■ DOCUMENT EXCERPT:
================================

The Post-Gazette has recently reported on violence prevention initiatives in Woodland Hills and Sto-Rox school districts, and we can only encourage these efforts. The gun buyback program at a Rankin church, for instance, is a great way to get unnecessary guns off the streets. Perhaps a local government or foundation could pitch in so the church could offer more than $25 to $50 (plus doughnuts) per firearm.
Besides guns, there’s another kind of handheld device that Sto-Rox anti-violence campaigner Bridget Clement credits with facilitating violence: smartphones. Social media and instant communication generally make it easier for groups to organize, threats to spread and the typical small hurts of teenage life to metastasize into hatred and malice.
The ready availability of guns and smartphones exacerbates deeper issues that are much harder to root out. It’s much easier for the hands to get up to no good with a gun or an iPhone when they aren’t occupied in some other fulfilling and constructive task. Making sure that young people have such opportunities, whether through school or a workplace or some other kind of service or enrichment, is a matter of justice.
This might be construed as paternalism and, well, it is. But it’s no different from the kind of “paternalism” that provides teenagers and young adults from wealthier communities with internships, clarinet lessons, quality books, college admissions counseling, and so on. It’s paternalism in the sense that authorities and institutions have an obligation to provide young people with opportunities to work, to be useful, to contribute to their communities and to their own futures.

================================

■ STORED RECORDS:
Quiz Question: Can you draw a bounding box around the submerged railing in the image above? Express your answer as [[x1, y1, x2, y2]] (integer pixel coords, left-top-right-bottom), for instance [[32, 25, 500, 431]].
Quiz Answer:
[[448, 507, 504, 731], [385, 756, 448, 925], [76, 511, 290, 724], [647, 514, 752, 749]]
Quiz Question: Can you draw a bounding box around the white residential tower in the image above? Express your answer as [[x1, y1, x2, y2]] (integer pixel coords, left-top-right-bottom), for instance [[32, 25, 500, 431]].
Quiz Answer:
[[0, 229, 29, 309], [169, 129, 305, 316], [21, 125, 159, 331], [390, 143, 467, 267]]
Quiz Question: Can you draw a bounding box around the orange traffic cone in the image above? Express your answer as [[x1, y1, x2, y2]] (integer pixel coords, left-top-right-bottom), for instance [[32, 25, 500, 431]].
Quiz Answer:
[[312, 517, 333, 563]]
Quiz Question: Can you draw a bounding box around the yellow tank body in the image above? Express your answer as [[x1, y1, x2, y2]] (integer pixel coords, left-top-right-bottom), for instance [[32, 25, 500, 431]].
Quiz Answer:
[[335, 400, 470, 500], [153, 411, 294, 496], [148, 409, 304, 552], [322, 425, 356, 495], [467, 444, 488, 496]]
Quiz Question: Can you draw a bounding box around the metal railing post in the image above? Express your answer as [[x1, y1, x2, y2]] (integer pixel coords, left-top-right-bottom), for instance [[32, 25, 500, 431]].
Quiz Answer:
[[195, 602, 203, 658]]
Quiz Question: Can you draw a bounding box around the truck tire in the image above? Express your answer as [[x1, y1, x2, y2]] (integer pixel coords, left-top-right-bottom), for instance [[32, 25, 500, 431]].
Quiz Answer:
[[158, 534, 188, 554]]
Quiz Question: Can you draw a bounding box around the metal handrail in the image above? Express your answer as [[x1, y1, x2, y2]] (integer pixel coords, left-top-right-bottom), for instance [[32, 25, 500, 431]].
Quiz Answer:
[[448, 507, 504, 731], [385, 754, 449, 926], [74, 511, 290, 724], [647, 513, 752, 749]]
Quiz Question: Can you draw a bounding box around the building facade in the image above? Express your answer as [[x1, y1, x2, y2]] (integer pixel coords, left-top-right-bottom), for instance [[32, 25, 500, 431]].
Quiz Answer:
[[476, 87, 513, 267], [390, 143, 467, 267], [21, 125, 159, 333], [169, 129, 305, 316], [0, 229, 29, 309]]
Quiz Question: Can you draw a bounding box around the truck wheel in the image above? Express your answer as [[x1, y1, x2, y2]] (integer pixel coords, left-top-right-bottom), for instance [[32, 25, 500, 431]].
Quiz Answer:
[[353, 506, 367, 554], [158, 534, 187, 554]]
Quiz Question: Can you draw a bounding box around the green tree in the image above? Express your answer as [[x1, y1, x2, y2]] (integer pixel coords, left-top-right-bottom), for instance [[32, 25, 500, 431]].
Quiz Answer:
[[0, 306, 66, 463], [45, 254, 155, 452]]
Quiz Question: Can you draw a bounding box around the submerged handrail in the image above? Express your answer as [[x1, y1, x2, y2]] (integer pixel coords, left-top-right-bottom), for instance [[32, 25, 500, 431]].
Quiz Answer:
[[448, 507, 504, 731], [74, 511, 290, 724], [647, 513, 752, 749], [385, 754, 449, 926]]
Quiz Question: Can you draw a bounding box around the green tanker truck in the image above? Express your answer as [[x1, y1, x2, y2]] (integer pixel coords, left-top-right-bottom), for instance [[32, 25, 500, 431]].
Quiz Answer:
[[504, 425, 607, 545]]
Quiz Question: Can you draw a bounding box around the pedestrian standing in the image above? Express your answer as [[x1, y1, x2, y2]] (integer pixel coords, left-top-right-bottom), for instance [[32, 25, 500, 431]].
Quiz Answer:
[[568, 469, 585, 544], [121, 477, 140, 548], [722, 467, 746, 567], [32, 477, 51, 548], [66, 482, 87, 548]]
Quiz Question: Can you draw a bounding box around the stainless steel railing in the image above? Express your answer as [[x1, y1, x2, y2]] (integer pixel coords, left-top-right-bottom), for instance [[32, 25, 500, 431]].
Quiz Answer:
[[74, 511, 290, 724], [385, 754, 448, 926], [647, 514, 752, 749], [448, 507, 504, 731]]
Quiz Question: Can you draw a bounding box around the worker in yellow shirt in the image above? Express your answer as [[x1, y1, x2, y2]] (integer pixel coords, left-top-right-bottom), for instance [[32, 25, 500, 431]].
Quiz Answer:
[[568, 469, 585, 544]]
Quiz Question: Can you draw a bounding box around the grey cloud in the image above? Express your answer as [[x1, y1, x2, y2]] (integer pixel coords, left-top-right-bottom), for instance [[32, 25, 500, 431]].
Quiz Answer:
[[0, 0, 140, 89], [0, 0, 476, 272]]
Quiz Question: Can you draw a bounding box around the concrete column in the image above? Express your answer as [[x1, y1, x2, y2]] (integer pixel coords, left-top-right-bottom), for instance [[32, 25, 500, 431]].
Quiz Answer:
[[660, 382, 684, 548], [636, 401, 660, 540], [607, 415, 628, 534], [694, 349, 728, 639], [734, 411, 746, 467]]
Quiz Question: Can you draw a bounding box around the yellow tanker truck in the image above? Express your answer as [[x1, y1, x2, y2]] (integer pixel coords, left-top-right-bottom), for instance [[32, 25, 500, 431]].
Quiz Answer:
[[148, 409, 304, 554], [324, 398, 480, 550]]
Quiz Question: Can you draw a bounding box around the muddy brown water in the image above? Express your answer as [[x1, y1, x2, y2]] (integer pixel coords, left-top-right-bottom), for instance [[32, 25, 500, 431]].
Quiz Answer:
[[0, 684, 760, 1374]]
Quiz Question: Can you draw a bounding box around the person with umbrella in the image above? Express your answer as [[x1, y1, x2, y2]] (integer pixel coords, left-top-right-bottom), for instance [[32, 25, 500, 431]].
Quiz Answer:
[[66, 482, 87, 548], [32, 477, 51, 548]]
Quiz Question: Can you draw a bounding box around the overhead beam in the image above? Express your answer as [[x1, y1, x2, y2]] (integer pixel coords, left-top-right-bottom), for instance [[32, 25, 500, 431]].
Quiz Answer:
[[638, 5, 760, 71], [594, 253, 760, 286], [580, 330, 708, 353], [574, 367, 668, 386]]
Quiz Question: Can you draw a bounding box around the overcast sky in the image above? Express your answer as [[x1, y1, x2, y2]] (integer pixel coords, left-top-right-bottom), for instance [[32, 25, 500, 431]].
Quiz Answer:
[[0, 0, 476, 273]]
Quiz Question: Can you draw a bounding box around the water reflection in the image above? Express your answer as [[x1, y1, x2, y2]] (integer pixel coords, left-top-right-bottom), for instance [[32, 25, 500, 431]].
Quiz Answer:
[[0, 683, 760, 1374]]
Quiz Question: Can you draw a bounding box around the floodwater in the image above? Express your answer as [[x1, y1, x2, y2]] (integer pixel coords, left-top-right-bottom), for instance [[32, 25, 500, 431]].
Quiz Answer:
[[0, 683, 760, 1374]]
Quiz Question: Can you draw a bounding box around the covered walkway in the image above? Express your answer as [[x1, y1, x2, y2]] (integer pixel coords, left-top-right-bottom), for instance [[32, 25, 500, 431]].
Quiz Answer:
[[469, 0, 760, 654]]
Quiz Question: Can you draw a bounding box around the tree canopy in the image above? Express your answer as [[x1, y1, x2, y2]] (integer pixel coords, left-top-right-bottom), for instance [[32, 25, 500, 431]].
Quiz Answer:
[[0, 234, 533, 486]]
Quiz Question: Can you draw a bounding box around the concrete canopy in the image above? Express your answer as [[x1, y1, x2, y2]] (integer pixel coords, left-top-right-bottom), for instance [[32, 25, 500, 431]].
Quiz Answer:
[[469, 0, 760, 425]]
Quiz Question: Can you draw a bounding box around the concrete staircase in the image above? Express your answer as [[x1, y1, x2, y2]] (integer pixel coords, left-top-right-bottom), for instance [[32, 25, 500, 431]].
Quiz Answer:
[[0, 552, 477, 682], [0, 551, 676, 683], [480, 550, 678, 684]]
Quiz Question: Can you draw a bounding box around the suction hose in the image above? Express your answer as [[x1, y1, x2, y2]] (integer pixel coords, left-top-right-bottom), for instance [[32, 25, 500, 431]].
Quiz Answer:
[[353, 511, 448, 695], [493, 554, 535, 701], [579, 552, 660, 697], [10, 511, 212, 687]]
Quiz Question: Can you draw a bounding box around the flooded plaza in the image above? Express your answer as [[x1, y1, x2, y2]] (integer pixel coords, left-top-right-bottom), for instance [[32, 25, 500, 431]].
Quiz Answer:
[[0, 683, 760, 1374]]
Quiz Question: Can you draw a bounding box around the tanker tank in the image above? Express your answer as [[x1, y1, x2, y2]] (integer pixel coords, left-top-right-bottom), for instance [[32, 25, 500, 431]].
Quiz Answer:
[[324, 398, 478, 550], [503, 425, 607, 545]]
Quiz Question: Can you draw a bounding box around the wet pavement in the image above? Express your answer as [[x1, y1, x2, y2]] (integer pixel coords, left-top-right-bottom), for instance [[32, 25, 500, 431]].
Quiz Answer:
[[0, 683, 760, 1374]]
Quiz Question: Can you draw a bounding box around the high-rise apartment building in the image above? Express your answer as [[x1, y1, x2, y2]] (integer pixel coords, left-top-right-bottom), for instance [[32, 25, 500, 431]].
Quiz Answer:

================================

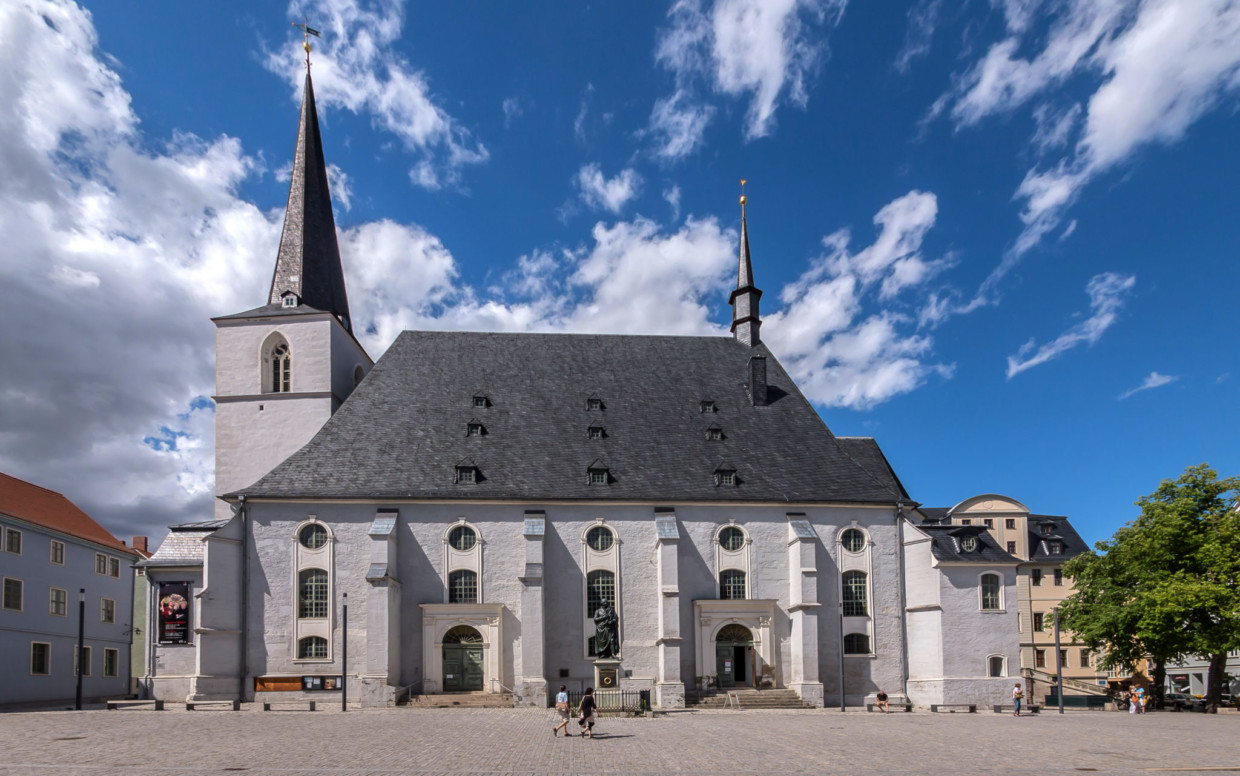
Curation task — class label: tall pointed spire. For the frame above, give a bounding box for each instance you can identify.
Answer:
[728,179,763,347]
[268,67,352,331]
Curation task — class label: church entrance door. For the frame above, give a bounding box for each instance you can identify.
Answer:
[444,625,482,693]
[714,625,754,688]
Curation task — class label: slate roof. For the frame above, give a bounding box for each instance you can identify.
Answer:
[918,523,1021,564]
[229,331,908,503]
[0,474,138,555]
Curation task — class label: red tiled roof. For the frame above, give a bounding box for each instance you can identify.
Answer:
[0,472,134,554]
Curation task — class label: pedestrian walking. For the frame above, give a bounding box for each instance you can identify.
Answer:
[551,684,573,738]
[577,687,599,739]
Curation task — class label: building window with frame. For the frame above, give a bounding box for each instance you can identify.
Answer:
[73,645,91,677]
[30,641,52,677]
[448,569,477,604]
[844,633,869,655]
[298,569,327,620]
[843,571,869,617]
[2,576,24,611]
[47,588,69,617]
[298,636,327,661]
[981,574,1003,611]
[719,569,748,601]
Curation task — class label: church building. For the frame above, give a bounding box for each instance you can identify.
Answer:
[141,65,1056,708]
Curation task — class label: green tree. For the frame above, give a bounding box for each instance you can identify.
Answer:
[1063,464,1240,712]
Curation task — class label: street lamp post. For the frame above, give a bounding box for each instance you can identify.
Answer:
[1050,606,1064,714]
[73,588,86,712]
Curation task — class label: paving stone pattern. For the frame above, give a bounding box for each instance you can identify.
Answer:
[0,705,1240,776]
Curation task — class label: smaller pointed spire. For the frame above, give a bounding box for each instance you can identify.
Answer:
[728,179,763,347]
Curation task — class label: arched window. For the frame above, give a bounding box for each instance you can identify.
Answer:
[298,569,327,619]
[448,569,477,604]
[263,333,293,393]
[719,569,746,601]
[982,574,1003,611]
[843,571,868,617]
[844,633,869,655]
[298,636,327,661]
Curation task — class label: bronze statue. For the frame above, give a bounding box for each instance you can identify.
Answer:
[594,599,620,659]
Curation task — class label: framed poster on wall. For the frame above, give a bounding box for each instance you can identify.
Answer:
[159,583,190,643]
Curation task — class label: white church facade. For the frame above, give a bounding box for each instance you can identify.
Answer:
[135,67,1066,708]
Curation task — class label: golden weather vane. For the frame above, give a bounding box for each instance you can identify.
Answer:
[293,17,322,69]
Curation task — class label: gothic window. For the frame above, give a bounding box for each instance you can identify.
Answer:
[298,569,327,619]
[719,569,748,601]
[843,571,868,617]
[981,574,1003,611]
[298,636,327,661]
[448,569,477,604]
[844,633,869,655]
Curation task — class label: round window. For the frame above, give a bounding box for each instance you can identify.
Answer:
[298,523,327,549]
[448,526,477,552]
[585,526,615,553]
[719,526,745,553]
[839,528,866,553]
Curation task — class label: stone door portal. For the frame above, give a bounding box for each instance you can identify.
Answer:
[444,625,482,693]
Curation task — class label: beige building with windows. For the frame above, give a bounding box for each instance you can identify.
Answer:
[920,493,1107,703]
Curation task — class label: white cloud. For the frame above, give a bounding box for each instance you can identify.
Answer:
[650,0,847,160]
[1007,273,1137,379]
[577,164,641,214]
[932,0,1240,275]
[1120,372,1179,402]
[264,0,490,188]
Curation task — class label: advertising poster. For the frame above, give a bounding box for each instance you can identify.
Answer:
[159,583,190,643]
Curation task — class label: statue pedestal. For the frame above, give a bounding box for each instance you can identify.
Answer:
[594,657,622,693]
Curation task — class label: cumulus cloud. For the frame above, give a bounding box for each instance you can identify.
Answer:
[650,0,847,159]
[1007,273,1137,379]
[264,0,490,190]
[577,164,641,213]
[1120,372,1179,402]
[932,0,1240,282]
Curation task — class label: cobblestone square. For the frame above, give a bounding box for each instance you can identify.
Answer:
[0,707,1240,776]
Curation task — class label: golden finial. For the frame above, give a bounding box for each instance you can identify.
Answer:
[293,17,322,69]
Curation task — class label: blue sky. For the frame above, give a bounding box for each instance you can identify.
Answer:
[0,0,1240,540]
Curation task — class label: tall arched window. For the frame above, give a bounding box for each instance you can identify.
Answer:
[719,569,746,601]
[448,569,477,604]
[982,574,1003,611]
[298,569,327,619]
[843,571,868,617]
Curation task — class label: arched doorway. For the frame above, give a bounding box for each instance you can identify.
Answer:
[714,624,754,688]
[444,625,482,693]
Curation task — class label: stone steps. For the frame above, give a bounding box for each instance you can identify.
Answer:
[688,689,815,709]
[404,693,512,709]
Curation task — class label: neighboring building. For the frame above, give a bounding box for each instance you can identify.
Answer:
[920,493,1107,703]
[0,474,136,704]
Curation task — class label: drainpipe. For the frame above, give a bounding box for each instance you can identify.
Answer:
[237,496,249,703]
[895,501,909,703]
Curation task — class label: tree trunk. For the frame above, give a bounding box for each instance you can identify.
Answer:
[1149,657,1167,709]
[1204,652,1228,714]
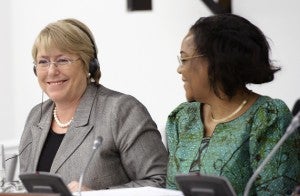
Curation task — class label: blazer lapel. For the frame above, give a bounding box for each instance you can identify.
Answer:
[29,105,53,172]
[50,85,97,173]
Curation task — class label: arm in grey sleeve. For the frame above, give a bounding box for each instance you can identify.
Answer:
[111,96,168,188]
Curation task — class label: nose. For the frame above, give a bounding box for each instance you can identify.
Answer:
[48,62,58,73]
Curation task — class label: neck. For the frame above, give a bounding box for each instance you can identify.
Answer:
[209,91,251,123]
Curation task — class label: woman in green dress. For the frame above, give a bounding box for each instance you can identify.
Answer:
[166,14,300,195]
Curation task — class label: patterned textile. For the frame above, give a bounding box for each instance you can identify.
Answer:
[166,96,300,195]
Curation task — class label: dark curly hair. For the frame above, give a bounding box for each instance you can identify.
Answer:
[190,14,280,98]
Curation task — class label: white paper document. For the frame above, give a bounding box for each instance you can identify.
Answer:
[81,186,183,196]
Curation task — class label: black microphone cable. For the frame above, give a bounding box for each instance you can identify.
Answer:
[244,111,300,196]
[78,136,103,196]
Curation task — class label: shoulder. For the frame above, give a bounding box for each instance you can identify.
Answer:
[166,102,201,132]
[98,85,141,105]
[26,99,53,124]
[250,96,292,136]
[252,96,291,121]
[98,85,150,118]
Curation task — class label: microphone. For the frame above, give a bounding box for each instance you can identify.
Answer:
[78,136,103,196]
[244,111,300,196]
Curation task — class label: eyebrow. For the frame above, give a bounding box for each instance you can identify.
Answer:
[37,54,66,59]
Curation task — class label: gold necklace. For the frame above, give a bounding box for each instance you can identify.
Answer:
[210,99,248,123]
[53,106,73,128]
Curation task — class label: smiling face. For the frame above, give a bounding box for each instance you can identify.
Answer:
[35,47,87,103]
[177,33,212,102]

================================

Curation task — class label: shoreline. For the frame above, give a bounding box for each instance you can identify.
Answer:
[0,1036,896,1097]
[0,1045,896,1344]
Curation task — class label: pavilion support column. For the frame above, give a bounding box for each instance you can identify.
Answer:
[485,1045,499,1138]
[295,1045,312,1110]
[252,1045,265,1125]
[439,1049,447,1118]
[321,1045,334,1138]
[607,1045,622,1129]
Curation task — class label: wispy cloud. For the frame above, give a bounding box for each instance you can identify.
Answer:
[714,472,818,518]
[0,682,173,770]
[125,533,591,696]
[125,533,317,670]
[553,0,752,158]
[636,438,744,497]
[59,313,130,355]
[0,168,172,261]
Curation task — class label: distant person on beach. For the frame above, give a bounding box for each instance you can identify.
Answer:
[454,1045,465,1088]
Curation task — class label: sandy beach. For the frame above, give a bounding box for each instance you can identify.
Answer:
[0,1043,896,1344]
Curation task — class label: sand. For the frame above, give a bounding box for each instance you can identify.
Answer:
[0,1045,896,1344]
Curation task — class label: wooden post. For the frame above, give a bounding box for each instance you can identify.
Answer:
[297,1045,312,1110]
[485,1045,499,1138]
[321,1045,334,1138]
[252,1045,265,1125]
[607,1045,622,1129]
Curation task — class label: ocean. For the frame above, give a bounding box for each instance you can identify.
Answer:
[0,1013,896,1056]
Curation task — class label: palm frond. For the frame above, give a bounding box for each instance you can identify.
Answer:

================================

■ EXERCISE PROMPT: Repeat everything in the editorial on youth violence prevention from "Besides guns, there’s" down to "hatred and malice.". These records were taken from a different source.

■ WRITTEN ANSWER:
Besides guns, there’s another kind of handheld device that Sto-Rox anti-violence campaigner Bridget Clement credits with facilitating violence: smartphones. Social media and instant communication generally make it easier for groups to organize, threats to spread and the typical small hurts of teenage life to metastasize into hatred and malice.